- **AIM OF THE TASK**
Render every line of the material below as a numbered list, skipping blank lines. Leave the picture out of your answer.

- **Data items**
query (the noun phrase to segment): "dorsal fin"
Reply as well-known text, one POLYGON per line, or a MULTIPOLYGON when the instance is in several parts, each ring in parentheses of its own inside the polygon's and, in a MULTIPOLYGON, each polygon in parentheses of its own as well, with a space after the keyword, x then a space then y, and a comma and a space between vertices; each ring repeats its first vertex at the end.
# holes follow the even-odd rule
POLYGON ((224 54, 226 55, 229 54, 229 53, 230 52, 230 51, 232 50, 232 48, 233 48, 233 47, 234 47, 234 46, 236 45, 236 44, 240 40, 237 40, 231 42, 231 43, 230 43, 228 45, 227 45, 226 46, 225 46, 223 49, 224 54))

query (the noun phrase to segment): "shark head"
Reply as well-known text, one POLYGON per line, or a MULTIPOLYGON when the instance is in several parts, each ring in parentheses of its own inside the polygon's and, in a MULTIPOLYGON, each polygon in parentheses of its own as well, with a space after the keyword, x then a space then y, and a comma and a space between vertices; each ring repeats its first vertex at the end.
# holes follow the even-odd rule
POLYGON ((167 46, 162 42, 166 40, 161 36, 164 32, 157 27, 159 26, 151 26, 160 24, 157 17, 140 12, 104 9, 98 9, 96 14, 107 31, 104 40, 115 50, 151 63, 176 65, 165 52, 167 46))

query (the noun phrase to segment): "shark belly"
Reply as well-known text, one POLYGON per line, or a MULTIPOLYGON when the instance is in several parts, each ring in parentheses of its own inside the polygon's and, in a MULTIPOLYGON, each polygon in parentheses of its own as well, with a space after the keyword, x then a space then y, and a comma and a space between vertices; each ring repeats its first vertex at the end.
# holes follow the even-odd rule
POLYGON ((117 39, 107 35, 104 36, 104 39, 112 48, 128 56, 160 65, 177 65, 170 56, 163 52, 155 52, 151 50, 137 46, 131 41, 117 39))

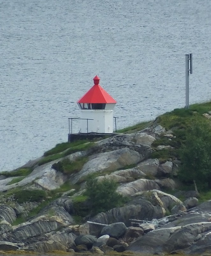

- **RESULT**
1. query (the noun phrase to segment): "dorsal fin"
2. Reply as well-known text, one POLYGON per line, or a MULTIPOLYGON when the instance is in several parts, each ring in parentheses of its own inside the polygon's and, in a MULTIPOLYGON, each polygon in parentheses of its own as well, with a space after the keyword, x then a space then y, and a comma and a space between vertices; each ring repeats its first vertex at the end.
3. # holes follow the even-odd rule
4. POLYGON ((224 54, 226 55, 229 54, 229 53, 230 52, 230 51, 232 50, 232 48, 233 48, 233 47, 234 47, 234 46, 236 45, 236 44, 240 40, 237 40, 231 42, 231 43, 230 43, 228 45, 227 45, 226 46, 225 46, 223 49, 224 54))
5. query (the noun phrase to segment): "shark head"
6. Reply as well-known text, one POLYGON per line, or a MULTIPOLYGON when the instance is in several parts, each ring in parentheses of its own inside the polygon's and, in a MULTIPOLYGON, each polygon in parentheses of its own as well, with a space after the keyword, x then a space then y, and a comma and a space between vertices; each ring repeats its first vertex at the end.
7. # holes follow the even-odd rule
8. POLYGON ((167 46, 162 42, 166 40, 161 36, 164 32, 157 27, 159 26, 151 26, 160 24, 157 17, 140 12, 104 9, 98 9, 96 14, 107 31, 104 40, 115 50, 151 63, 176 65, 165 52, 167 46))
9. query (the noun phrase to segment): "shark belly"
10. Reply as well-known text, one POLYGON per line, or a MULTIPOLYGON when the instance is in several parts, each ring in parentheses of its own inside the polygon's and, in a MULTIPOLYGON, each polygon in parentheses of its own as well, with a space after the keyword, x then a space then y, and a comma and a space between vertices; each ring repeats its first vertex at the end.
11. # holes follow the even-odd rule
12. POLYGON ((117 39, 107 35, 104 36, 104 39, 112 48, 128 56, 160 65, 177 65, 170 56, 163 52, 155 52, 151 50, 137 46, 131 41, 117 39))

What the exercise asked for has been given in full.